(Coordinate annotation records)
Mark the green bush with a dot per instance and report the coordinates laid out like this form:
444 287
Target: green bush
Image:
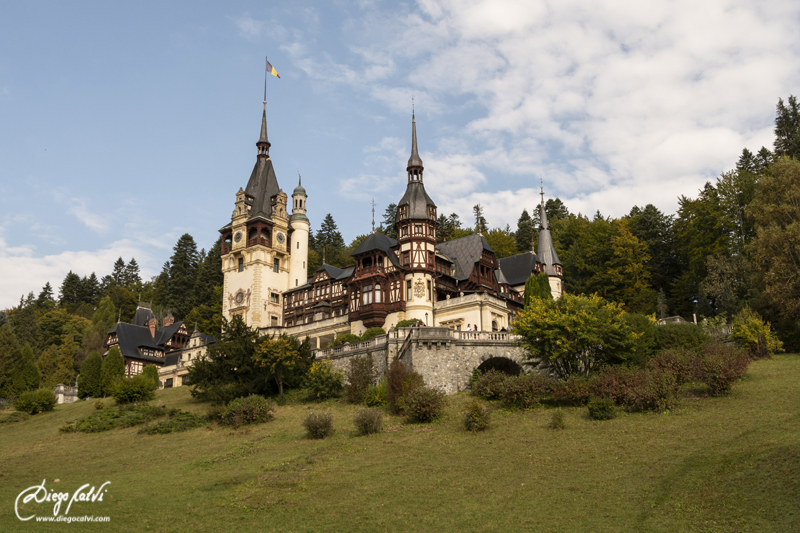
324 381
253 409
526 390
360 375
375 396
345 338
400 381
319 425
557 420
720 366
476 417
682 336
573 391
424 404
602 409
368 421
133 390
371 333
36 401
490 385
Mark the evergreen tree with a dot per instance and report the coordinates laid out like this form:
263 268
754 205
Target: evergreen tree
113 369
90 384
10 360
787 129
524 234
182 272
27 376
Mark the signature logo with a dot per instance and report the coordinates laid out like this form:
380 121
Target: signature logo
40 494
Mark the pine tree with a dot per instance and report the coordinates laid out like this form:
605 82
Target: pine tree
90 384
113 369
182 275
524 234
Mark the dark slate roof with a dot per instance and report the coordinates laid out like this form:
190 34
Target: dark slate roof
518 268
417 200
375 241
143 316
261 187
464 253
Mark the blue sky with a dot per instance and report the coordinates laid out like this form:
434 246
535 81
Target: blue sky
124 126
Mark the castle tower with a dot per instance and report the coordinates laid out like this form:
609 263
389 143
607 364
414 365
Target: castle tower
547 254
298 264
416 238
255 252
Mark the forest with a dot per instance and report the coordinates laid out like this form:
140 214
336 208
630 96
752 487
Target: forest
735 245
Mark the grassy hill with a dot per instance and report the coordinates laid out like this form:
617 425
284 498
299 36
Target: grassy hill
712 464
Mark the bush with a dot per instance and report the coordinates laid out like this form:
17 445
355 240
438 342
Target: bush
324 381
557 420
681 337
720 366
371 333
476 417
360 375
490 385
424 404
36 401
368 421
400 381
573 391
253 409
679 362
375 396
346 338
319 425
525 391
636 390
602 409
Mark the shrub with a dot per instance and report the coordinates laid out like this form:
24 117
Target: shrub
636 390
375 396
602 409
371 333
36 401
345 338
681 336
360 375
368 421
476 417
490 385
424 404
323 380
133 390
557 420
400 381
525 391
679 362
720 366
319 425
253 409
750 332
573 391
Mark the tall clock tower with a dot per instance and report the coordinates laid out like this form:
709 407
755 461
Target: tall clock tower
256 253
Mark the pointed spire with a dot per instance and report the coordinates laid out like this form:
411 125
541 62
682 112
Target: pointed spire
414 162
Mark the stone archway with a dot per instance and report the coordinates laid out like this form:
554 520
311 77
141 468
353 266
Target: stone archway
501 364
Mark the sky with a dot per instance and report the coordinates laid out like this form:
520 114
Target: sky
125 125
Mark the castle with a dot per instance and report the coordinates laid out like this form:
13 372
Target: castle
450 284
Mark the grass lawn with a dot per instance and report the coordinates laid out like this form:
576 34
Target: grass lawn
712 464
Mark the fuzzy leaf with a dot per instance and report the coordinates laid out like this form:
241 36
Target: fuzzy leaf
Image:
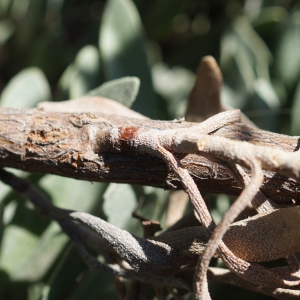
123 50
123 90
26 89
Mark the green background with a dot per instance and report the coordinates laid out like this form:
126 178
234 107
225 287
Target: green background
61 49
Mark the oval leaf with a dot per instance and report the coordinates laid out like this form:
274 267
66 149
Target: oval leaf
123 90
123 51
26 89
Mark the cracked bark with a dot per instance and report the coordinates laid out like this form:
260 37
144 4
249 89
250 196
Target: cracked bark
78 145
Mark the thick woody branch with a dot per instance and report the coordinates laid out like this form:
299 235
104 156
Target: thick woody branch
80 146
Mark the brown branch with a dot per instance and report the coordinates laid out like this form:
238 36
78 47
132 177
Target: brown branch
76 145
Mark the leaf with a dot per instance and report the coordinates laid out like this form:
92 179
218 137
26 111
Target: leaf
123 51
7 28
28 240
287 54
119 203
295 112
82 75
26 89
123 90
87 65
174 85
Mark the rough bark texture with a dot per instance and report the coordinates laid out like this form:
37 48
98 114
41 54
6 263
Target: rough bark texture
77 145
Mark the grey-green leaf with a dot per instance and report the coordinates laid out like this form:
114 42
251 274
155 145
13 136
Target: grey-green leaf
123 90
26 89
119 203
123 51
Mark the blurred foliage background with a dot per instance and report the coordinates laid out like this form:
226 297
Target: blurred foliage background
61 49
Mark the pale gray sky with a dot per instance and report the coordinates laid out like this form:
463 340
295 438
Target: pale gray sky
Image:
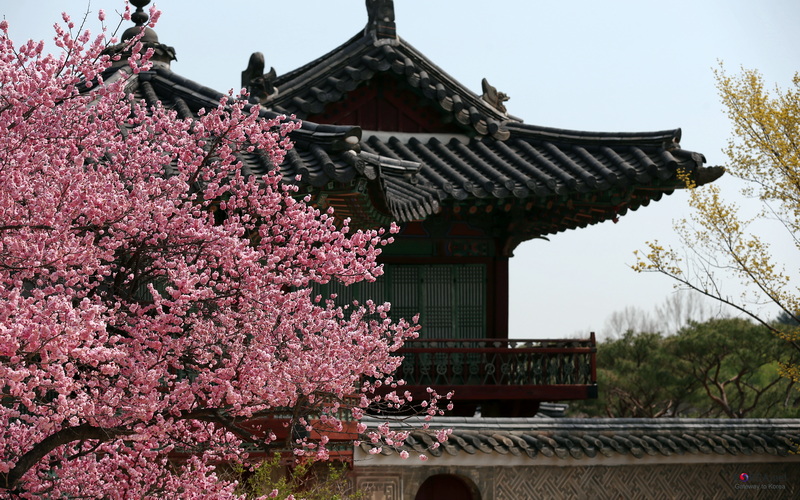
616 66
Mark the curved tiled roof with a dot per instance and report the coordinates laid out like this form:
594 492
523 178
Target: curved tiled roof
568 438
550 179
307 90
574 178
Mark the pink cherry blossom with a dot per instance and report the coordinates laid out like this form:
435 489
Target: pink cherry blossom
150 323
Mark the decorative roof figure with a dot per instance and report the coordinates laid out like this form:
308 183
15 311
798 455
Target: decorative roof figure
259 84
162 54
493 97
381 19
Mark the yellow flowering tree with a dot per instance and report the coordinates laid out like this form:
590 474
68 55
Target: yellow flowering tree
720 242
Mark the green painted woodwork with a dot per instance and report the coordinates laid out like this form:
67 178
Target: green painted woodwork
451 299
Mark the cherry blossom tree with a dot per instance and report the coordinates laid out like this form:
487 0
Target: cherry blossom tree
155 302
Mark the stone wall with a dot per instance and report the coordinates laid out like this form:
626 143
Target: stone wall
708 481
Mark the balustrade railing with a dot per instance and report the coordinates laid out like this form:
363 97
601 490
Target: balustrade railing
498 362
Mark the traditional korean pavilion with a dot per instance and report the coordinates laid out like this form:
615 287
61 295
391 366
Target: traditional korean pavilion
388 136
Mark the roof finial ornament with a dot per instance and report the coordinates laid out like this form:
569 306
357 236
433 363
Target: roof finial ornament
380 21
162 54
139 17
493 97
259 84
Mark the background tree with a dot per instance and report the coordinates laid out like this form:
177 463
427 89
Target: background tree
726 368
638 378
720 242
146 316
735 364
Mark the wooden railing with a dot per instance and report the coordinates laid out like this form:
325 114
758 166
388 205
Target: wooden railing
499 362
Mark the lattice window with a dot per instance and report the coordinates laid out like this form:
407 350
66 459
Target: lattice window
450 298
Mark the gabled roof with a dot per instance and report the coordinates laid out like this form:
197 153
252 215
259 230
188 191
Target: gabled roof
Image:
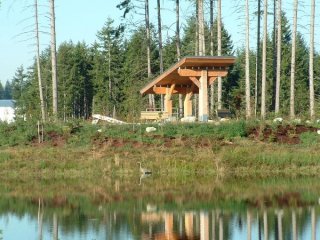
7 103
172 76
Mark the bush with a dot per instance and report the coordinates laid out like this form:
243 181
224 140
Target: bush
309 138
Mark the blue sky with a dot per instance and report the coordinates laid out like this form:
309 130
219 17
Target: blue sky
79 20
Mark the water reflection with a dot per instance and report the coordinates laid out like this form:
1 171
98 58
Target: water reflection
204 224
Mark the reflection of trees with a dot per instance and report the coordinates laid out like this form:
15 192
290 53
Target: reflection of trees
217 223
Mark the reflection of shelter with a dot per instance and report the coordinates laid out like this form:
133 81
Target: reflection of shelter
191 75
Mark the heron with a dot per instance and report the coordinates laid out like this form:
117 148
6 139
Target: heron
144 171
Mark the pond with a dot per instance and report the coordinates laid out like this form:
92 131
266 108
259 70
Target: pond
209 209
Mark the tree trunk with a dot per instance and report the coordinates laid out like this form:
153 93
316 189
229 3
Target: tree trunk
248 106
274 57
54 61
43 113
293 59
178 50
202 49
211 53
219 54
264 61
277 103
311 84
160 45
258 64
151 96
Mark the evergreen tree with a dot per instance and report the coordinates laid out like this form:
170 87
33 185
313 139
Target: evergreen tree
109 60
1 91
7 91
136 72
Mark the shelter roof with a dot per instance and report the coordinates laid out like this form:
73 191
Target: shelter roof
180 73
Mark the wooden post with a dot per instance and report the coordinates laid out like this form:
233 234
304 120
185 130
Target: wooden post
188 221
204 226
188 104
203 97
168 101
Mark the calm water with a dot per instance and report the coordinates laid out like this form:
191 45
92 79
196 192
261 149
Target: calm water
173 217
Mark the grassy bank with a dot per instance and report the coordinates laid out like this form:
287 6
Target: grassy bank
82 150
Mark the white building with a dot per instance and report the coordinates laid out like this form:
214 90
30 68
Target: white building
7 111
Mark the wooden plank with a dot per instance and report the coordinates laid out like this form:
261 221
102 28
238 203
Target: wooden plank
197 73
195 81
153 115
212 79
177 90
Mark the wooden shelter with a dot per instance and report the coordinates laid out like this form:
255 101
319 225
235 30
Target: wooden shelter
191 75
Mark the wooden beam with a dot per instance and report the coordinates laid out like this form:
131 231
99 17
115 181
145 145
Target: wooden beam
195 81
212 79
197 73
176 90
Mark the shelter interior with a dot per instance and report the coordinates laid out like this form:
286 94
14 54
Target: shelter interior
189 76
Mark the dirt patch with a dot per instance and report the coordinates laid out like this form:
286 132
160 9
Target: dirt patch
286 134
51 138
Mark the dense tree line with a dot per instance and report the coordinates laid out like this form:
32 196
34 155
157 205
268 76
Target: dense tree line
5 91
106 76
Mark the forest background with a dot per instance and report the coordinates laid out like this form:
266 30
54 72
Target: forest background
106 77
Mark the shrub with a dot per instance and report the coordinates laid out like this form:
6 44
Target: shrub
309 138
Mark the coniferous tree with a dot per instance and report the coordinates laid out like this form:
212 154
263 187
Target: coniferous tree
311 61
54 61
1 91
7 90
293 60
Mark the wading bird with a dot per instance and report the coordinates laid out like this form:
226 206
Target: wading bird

# [What the exercise asks]
Write out only what runs from the line holding "Mark the white" through the last line of the records, exactly as shown.

# [Result of this exercise]
Mark the white building with a dot per instance and report the coordinates laid out like this form:
214 90
30 68
Target: white building
7 111
Mark the wooden plank with a dot per instance and report the coordinates laid out like this form:
261 221
102 28
238 203
Target: wooden plank
197 73
195 81
153 115
212 79
177 90
Mark the wooden shelter with a dot per instance and report the coordinates laid out like this form:
255 101
319 225
235 30
Target: wooden shelter
191 75
Mark the wooden beam with a dot per instance and report the coordinates laid out like this form:
131 231
99 17
115 181
145 145
Target: wooden beam
195 81
212 79
197 73
176 90
Mark the shelter interior with a dot per instance and report the coordinates laid out like this form:
286 94
14 54
Target: shelter interior
189 76
Mark the dirt patch with a dot per instance and report the coordinates laid out like this form:
286 132
160 9
Target: dirt patch
286 134
51 138
Mark the dense tree line with a dot per instance and report the coordinates laid out like this form:
32 196
34 155
157 205
268 76
Target: dense tree line
5 91
106 76
Mark the forest background with a dot per instance and report the coordinates laid out like this form:
266 30
54 72
Target: forest background
106 77
Mark the shrub with a dot per instance and report the coordinates laid out like this form:
6 44
Target: shrub
309 138
Mark the coniferous tree with a dot per instance and report the coordinates laid out like this form:
212 154
263 187
Target: coniferous tree
311 61
54 61
1 91
7 90
293 60
Mark the wading bird with a dot per instance and report the coordinates laid out like this form:
226 206
Target: wading bird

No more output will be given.